==== Entries shown

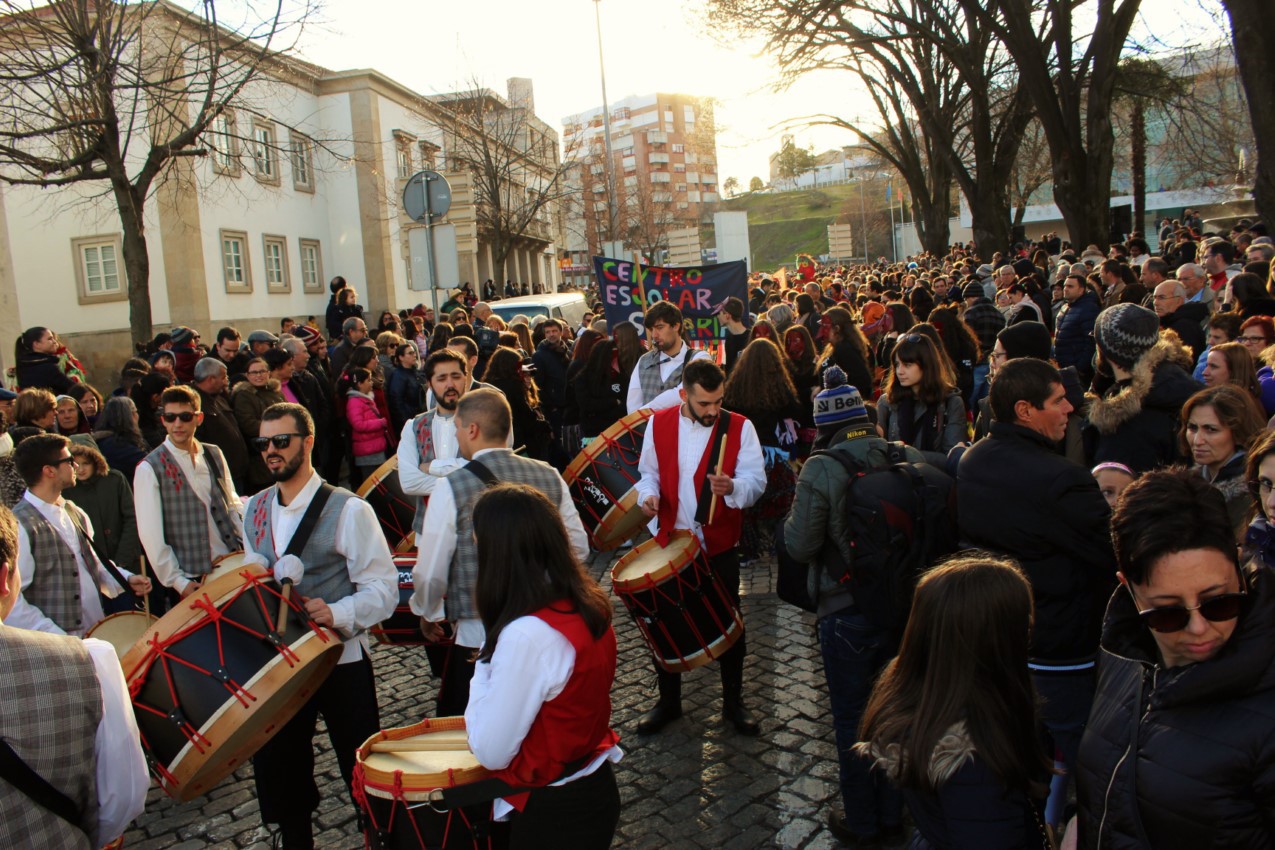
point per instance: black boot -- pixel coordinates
(670, 706)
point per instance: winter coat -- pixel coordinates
(1194, 760)
(367, 428)
(1187, 323)
(1074, 340)
(1016, 496)
(1136, 421)
(969, 808)
(107, 500)
(953, 426)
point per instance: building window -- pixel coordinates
(265, 152)
(97, 269)
(225, 144)
(302, 163)
(276, 252)
(311, 265)
(235, 264)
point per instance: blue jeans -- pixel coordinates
(854, 653)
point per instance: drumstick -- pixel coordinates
(420, 746)
(721, 464)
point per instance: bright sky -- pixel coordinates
(650, 46)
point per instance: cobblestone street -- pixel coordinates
(695, 785)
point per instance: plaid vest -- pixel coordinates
(185, 518)
(327, 575)
(422, 427)
(467, 487)
(50, 716)
(55, 586)
(648, 372)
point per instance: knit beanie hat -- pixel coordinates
(1125, 333)
(1025, 339)
(839, 403)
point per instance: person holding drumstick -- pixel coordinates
(700, 467)
(539, 701)
(188, 511)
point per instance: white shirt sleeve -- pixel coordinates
(750, 469)
(24, 614)
(149, 507)
(371, 570)
(532, 664)
(435, 547)
(121, 767)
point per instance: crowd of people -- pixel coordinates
(1097, 650)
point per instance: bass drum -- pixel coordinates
(394, 509)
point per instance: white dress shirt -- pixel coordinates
(692, 441)
(92, 575)
(668, 398)
(532, 664)
(437, 543)
(367, 557)
(148, 502)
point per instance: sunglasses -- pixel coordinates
(1174, 618)
(278, 441)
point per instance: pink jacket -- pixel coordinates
(367, 430)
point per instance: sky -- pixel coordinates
(649, 46)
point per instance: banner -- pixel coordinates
(626, 289)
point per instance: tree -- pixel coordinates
(1252, 32)
(793, 162)
(120, 96)
(513, 161)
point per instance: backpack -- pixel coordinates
(900, 519)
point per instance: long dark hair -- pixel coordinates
(964, 658)
(525, 563)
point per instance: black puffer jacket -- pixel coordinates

========

— Task to carry out —
Copy out all the data without changing anything, and drop the pictures.

— Exercise solution —
point per instance: black boot -- pixel coordinates
(670, 706)
point per instance: winter coat -- pixel coordinates
(1194, 760)
(367, 428)
(1187, 323)
(1074, 340)
(1016, 496)
(1136, 421)
(969, 808)
(107, 500)
(953, 426)
point per instance: building window -- pixel coordinates
(265, 152)
(97, 269)
(225, 144)
(302, 163)
(276, 252)
(311, 265)
(235, 264)
point per instance: blue jeans -- pixel coordinates
(854, 653)
point per instance: drumstick -- pixel coordinates
(420, 746)
(721, 464)
point per instance: bright sky -- pixel coordinates
(650, 46)
point per instance: cobblestone street -- pixel coordinates
(695, 785)
point per instance: plaid vest -- pixel coordinates
(185, 518)
(327, 575)
(422, 427)
(467, 487)
(50, 716)
(55, 586)
(648, 372)
point per instance: knit beanie hat -- pixel coordinates
(1125, 333)
(1025, 339)
(839, 403)
point per instance: person holding drumstick -- pixel coordinates
(700, 467)
(539, 701)
(188, 511)
point per instance: white shirt sleeve -- pixel coordinates
(750, 469)
(24, 614)
(149, 507)
(371, 570)
(532, 664)
(435, 547)
(121, 767)
point per instance: crowd of people -- pixel coordinates
(1097, 650)
point per instance: bass drum -- pixel coordinates
(394, 509)
point per instance: white dress shirt -- pixel coordinates
(692, 441)
(92, 575)
(668, 398)
(532, 664)
(437, 543)
(367, 557)
(148, 502)
point per instance: sunglasses -- pixel coordinates
(1174, 618)
(278, 441)
point per instance: pink jacket -- pixel coordinates
(367, 430)
point per instance: sky -- pixel coordinates
(649, 46)
point per instance: banner -- pixel coordinates
(626, 289)
point per instance: tree -- pixel coordinates
(1252, 32)
(793, 162)
(120, 96)
(513, 161)
point per instance: backpack -- pixel coordinates
(900, 519)
point per instance: long dark hair -- pixel coordinates
(964, 658)
(525, 563)
point per instance: black puffer jacket -- pixel coordinates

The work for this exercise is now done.